── AVAILABLE RECORDS
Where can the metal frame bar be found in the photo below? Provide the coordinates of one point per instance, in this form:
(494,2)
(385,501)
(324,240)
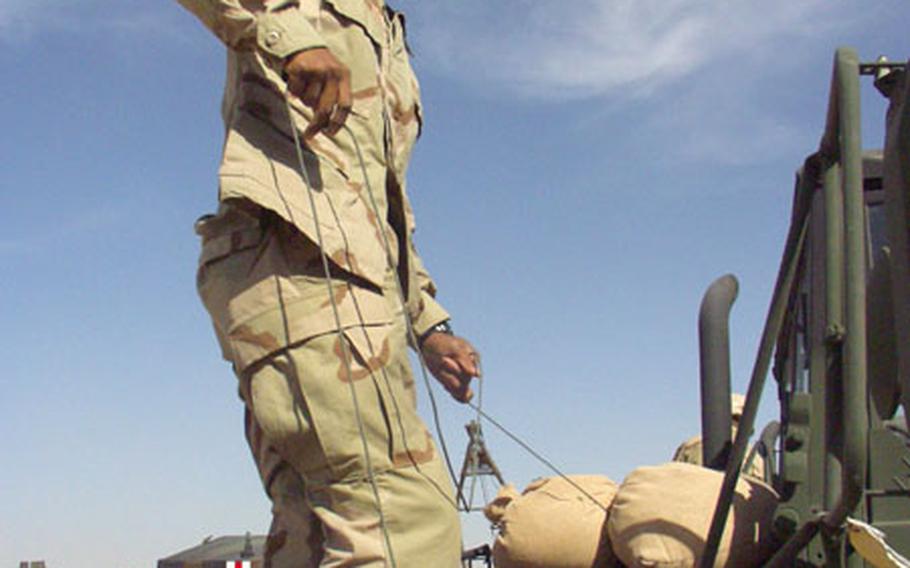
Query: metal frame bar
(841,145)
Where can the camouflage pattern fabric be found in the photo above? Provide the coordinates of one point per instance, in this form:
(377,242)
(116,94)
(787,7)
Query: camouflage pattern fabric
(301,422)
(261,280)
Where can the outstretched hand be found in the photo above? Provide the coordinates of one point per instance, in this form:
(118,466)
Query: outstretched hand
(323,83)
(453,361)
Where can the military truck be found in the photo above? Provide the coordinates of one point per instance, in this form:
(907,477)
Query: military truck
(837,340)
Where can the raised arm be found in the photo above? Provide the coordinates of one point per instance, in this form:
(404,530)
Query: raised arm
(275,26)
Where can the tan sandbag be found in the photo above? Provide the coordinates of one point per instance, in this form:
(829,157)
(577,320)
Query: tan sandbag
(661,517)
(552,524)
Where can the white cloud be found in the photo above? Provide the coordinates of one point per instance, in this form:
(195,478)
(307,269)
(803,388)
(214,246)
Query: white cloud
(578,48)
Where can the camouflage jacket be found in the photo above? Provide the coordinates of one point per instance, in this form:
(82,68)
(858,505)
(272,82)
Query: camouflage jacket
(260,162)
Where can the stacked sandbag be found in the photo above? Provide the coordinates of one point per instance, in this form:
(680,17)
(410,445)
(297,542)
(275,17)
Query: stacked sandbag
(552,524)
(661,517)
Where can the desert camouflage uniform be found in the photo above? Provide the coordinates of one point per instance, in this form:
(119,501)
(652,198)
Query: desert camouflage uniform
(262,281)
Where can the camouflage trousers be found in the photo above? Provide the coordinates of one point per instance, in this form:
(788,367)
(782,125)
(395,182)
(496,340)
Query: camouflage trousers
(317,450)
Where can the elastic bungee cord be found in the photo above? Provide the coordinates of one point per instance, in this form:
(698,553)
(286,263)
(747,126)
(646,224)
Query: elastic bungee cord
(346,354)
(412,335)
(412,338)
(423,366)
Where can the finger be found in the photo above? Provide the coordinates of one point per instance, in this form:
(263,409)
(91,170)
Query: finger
────
AIM OF THE EXERCISE
Can you convert every line of the entries above into a numbered list, skipping blank lines and leaving out the picture?

ANSWER
1. Where can the metal frame bar be found in the photo below? Provide the coordinates of one point per instance, in this form:
2. (494,2)
3. (385,501)
4. (324,240)
5. Query: metal frame bar
6. (841,145)
7. Where can the camouflage pattern fabric be found in the photo above? Provide the coordinates of one point per instance, in this form:
8. (377,242)
9. (116,94)
10. (787,7)
11. Query: camouflage pattern fabric
12. (301,422)
13. (261,280)
14. Where can the outstretched hand be found in the photo above? Provide the coordinates of one point per instance, in this form:
15. (118,466)
16. Query: outstretched hand
17. (323,83)
18. (453,361)
19. Where can the military truck be found in the photo above? Provide the coordinates of one point per instance, in this form:
20. (907,477)
21. Query: military truck
22. (837,340)
23. Where can the raised arm be found in the photo above? Provide the coordinates of one point per instance, in this form:
24. (404,530)
25. Query: raised arm
26. (275,26)
27. Where can the tan sandbag be found in the photo above? Provide the coordinates of one point per instance, in this form:
28. (829,157)
29. (577,320)
30. Query: tan sandbag
31. (661,517)
32. (552,524)
33. Where can the white cloud be found in the photo above? Provide the coordinates of one point per instance, in this form:
34. (195,478)
35. (307,269)
36. (803,388)
37. (214,246)
38. Query: white cloud
39. (578,48)
40. Where can the camouflage jacket be found in the photo above? Provide the coordinates of one point per instance, in this form:
41. (82,68)
42. (858,505)
43. (272,82)
44. Query: camouflage jacket
45. (260,162)
46. Where can the stacked sandbag be found in the photo above? Provide the coordinates of one point per instance, in this form:
47. (680,17)
48. (410,445)
49. (297,542)
50. (275,17)
51. Query: stacked sandbag
52. (552,524)
53. (661,517)
54. Where can the desert camouflage uniform be found in the photo above? Provide the coordinates of one point per instance, in this form:
55. (119,501)
56. (652,198)
57. Query: desert camouflage uniform
58. (262,281)
59. Where can the camouflage trousers be found in the photo above? Provide the coordinates of one point per instance, in this form:
60. (788,367)
61. (782,125)
62. (395,182)
63. (496,340)
64. Query: camouflage trousers
65. (317,450)
66. Where can the elastic bungee cord be found in the photo above? Provide the coordinates of one point per instance, in this form:
67. (698,553)
68. (286,263)
69. (747,126)
70. (646,224)
71. Query: elastic bungee cord
72. (346,354)
73. (412,335)
74. (412,338)
75. (423,366)
76. Where can the finger be found in the photo above? Provide the coordinates of one point per instance, in this form:
77. (263,409)
78. (91,170)
79. Query: finger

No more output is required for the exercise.